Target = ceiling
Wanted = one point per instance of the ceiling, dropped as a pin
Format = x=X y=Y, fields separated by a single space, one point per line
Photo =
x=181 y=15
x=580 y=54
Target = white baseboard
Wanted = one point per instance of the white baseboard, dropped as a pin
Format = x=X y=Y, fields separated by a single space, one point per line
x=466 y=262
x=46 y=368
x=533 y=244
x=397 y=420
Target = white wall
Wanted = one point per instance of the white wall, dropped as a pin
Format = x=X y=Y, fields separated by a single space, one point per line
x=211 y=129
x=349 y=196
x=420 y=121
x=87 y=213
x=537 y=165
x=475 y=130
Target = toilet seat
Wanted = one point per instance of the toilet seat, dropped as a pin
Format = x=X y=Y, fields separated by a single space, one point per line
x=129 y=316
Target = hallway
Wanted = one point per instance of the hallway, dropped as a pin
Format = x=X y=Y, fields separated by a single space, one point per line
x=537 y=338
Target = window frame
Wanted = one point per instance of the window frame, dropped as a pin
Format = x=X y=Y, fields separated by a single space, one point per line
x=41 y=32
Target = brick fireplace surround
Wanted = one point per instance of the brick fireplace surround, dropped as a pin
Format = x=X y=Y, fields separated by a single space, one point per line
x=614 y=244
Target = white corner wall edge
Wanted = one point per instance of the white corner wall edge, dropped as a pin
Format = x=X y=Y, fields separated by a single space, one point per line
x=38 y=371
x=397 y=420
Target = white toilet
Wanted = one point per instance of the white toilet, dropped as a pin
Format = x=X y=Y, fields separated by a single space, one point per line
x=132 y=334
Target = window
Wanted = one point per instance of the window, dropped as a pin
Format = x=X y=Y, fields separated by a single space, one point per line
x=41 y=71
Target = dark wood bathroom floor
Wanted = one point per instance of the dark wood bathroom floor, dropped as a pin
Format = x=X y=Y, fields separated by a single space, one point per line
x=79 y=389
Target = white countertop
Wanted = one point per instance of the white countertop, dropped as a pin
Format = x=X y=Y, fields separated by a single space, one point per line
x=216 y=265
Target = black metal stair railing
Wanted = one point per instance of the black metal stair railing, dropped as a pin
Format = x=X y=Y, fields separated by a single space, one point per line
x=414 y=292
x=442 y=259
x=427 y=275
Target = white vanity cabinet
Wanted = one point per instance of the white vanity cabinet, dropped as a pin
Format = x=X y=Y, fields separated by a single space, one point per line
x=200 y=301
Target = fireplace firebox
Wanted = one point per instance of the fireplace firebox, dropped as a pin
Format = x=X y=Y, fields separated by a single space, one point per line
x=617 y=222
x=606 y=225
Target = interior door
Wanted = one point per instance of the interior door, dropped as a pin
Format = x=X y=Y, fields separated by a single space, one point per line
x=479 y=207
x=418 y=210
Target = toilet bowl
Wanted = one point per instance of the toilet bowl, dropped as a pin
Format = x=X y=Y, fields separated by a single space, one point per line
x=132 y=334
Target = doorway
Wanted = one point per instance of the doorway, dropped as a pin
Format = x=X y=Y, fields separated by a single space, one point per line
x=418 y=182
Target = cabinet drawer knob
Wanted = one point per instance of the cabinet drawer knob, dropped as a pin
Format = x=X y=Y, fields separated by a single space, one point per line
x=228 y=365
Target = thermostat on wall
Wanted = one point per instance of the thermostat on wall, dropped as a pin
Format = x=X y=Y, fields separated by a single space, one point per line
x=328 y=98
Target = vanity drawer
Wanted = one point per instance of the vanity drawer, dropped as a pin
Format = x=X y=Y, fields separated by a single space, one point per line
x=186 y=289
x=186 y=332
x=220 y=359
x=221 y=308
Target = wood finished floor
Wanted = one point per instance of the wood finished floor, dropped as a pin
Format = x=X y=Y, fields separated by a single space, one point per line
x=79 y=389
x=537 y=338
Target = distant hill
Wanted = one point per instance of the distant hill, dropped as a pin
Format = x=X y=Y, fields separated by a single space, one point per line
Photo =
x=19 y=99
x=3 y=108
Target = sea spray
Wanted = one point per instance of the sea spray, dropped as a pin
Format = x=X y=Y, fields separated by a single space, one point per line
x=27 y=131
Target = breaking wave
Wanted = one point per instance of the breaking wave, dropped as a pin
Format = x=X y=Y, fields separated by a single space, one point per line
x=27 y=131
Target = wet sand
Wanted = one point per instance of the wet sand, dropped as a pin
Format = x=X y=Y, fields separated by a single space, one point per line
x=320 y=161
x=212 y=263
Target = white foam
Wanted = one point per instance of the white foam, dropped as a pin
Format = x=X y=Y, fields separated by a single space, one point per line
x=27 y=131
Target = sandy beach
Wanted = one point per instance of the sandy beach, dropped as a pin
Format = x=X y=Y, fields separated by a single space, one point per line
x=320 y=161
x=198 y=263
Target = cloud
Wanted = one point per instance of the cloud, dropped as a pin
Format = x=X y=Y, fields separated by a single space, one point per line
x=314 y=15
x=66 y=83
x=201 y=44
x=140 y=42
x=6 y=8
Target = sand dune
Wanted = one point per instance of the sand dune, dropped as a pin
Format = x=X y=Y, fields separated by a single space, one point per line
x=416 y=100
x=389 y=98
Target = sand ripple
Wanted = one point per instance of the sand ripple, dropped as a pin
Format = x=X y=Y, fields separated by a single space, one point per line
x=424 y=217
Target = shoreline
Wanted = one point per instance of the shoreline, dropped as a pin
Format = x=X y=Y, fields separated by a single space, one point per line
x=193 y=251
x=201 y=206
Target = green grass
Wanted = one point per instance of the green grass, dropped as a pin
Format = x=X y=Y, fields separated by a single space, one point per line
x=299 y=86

··········

> [Stated exercise] Set down, word for word, everything in the listing above from the line containing "Target = white wall" down to the line containing "x=475 y=130", including both of those lines.

> [Solution for this task]
Target = white wall
Wanted = one point per instance of the white wall, dropped as a pin
Format = x=X y=Y, fields separated by a single space, one point per line
x=211 y=129
x=349 y=196
x=420 y=121
x=87 y=213
x=537 y=165
x=475 y=130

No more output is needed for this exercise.